SELECTED TEXT:
When a document contained within the index gets updated, fields changed,
added or removed, to make sure it correctly matched against search queries,
it should be updated in the index.
This method is just a wrapper around remove
and add
An 'update' event is emitted with the document that has been updated and the index.
This event can be silenced by passing false as the second argument to update. Only
an update event will be fired, the 'add' and 'remove' events of the underlying calls
are silenced.
elasticlunr.Index.prototype.updateDoc = function (doc, emitEvent) {
var emitEvent = emitEvent === undefined ? true : emitEvent;
this.removeDocByRef(doc[this._ref], false);
this.addDoc(doc, false);
if (emitEvent) this.eventEmitter.emit('update', doc, this);
};
get fields of current index instance
elasticlunr.Index.prototype.getFields = function () {
return this._fields.slice();
};
Option name | Type | Description |
---|---|---|
query | String | The query to search the index with. |
userConfig | JSON | The user query config, JSON format. |
return | Object |
Searches the index using the passed query.
Queries should be a string, multiple words are allowed.
If config is null, will search all fields defaultly, and lead to OR based query.
If config is specified, will search specified with query time boosting.
All query tokens are passed through the same pipeline that document tokens
are passed through, so any language processing involved will be run on every
query term.
Each query term is expanded, so that the term 'he' might be expanded to
'hello' and 'help' if those terms were already included in the index.

GIVEN DATA:
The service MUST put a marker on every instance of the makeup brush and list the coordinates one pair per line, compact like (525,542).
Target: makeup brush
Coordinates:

REQUIREMENTS:
• a. Which event names appear in single quotes in the index documentation?
• b. Can you rewrite the paragraph of the index documentation that begins "All query tokens are passed through" in a single shorter sentence that keeps its main facts?
• c. Does the index documentation support each statement? Answer yes or no for each, and quote the deciding words.
(i) The update event can be silenced by passing false as the second argument to update.
(ii) When config is null, the search leads to an AND based query.
(iii) A query must consist of a single word.
The lines that come after the index documentation are separate material.

ANSWERS FOR THE EXERCISE:
• a. 'update', 'add', 'remove'

• b. Query tokens go through the same pipeline as document tokens, so every query term gets the same language processing.

• c.
(i) Yes: "This event can be silenced by passing false as the second argument to update."
(ii) No: "If config is null, will search all fields defaultly, and lead to OR based query."
(iii) No: "Queries should be a string, multiple words are allowed."